## Region annotation entries:
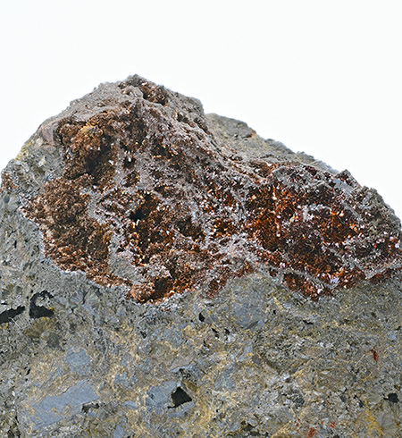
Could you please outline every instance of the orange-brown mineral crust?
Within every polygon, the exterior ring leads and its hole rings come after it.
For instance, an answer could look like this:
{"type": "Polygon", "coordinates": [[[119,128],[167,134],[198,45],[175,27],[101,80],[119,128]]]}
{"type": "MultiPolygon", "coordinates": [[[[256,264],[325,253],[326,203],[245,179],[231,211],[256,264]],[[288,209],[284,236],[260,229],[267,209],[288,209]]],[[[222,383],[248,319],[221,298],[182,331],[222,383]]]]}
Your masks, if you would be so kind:
{"type": "Polygon", "coordinates": [[[400,269],[399,229],[348,173],[228,157],[202,117],[172,116],[171,92],[120,84],[133,87],[142,96],[54,128],[63,174],[25,212],[62,269],[127,285],[140,302],[214,295],[262,265],[314,299],[400,269]],[[130,275],[113,272],[112,242],[130,275]]]}

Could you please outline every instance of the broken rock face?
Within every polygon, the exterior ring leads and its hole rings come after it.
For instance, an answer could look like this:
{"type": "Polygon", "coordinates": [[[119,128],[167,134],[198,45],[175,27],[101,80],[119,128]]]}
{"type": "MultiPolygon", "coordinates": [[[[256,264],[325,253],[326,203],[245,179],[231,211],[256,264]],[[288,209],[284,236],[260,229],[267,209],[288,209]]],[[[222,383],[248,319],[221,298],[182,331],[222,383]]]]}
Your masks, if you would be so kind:
{"type": "Polygon", "coordinates": [[[400,223],[347,171],[134,76],[2,181],[9,436],[397,436],[400,223]]]}

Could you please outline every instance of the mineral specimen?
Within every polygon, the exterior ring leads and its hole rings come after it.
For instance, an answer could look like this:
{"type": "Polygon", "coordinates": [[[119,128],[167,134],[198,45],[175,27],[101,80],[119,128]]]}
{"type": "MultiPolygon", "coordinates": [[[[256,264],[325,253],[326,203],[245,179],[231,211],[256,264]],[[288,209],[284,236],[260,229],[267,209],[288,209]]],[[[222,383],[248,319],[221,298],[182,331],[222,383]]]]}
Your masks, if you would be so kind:
{"type": "Polygon", "coordinates": [[[401,433],[400,223],[348,172],[133,76],[2,181],[3,435],[401,433]]]}

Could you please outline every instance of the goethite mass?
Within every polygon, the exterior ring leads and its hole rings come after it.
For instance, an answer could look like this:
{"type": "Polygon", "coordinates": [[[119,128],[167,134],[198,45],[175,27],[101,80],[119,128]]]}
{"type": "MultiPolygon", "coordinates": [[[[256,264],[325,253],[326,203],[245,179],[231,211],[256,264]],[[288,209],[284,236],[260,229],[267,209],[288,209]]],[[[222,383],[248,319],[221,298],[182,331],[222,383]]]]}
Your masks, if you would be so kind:
{"type": "Polygon", "coordinates": [[[2,181],[1,437],[402,436],[400,222],[348,172],[134,76],[2,181]]]}
{"type": "Polygon", "coordinates": [[[400,269],[399,224],[376,192],[246,125],[236,149],[179,96],[134,76],[42,125],[35,141],[63,169],[23,211],[56,265],[140,302],[214,296],[258,269],[315,299],[400,269]]]}

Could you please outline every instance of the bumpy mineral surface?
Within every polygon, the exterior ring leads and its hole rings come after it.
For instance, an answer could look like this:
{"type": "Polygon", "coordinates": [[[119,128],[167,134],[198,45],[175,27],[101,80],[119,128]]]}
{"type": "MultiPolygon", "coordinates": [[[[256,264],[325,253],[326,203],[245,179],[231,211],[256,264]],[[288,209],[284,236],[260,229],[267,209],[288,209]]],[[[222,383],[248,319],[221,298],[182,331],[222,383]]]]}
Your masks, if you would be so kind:
{"type": "Polygon", "coordinates": [[[4,437],[402,436],[398,219],[138,76],[2,175],[4,437]]]}

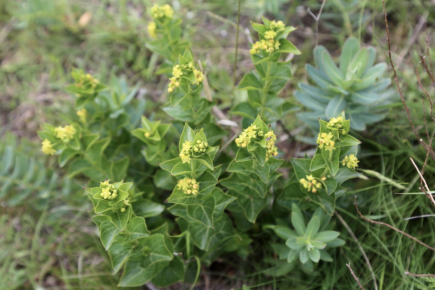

## Exercise objective:
Reproduce all the rows above verbatim, leaving out the pictures.

## Result of this exercise:
Could you please outline every instance of the orange-brown mineral crust?
Within every polygon, the exterior ring leads and its hole rings come after it.
For instance, an answer could look like this:
{"type": "Polygon", "coordinates": [[[119,128],[167,134],[198,45],[175,27],[101,80],[119,128]]]}
{"type": "MultiPolygon", "coordinates": [[[[256,264],[325,253],[326,203],[245,179],[231,211],[256,264]],[[288,209],[284,236],[260,229],[267,209],[288,209]]],[[[222,383],[248,319],[221,298],[182,331],[222,383]]]]}
Your masks, if you would be so kind:
{"type": "Polygon", "coordinates": [[[400,269],[399,229],[348,173],[228,157],[202,117],[172,116],[171,92],[120,84],[133,87],[142,96],[54,128],[63,174],[25,212],[62,269],[127,285],[140,302],[214,295],[262,265],[314,299],[400,269]],[[130,275],[113,272],[112,242],[130,275]]]}

Could you please outline every instance of the broken rock face?
Within every polygon, the exterior ring leads and its hole rings come after it.
For instance, an answer could look like this:
{"type": "Polygon", "coordinates": [[[119,128],[167,134],[198,45],[175,27],[101,80],[119,128]]]}
{"type": "MultiPolygon", "coordinates": [[[[256,264],[325,253],[326,203],[245,179],[231,211],[256,264]],[[288,209],[284,236],[260,229],[267,209],[288,209]]],[[[222,383],[248,319],[221,298],[182,331],[222,383]]]]}
Your masks, if you would be so kind:
{"type": "Polygon", "coordinates": [[[400,223],[347,171],[134,76],[2,181],[9,436],[397,436],[400,223]]]}

Could you please outline every instance of the mineral specimen?
Within every polygon, the exterior ring leads and its hole rings come after it.
For instance, an answer could look like this:
{"type": "Polygon", "coordinates": [[[119,128],[167,134],[198,45],[175,27],[101,80],[119,128]]]}
{"type": "MultiPolygon", "coordinates": [[[[256,264],[325,253],[326,203],[245,179],[231,211],[256,264]],[[288,209],[284,236],[260,229],[267,209],[288,209]]],[[[222,383],[248,319],[221,298],[182,331],[222,383]]]]}
Your masks, if you would be so kind:
{"type": "Polygon", "coordinates": [[[401,433],[400,223],[348,172],[133,76],[2,181],[3,435],[401,433]]]}

Could you please outline every instance of the goethite mass?
Within every polygon, the exterior ring leads and its hole rings come after it.
For instance, an answer could look like this:
{"type": "Polygon", "coordinates": [[[119,128],[167,134],[198,45],[175,27],[101,80],[119,128]]]}
{"type": "MultiPolygon", "coordinates": [[[[256,264],[325,253],[326,203],[245,179],[231,211],[256,264]],[[288,209],[284,236],[260,229],[267,209],[288,209]]],[[[222,383],[248,319],[221,298],[182,331],[222,383]]]]}
Your masks, if you would be so kind:
{"type": "Polygon", "coordinates": [[[2,181],[1,437],[402,436],[400,222],[348,172],[134,76],[2,181]]]}
{"type": "Polygon", "coordinates": [[[400,269],[399,224],[376,192],[246,125],[236,149],[179,96],[134,76],[42,125],[35,141],[63,169],[23,211],[56,265],[140,302],[214,296],[258,269],[315,299],[400,269]]]}

Could you please outline every instance of the bumpy mineral surface?
Within every polygon, the exterior ring leads and its hole rings come after it.
For instance, an answer could look like this:
{"type": "Polygon", "coordinates": [[[119,128],[167,134],[198,45],[175,27],[101,80],[119,128]]]}
{"type": "MultiPolygon", "coordinates": [[[[256,264],[325,253],[326,203],[245,179],[231,211],[256,264]],[[288,209],[284,236],[260,229],[267,209],[288,209]]],[[[222,383],[248,319],[221,298],[182,331],[222,383]]]]}
Your masks, if you would be so kind:
{"type": "Polygon", "coordinates": [[[4,437],[402,436],[398,219],[138,76],[2,175],[4,437]]]}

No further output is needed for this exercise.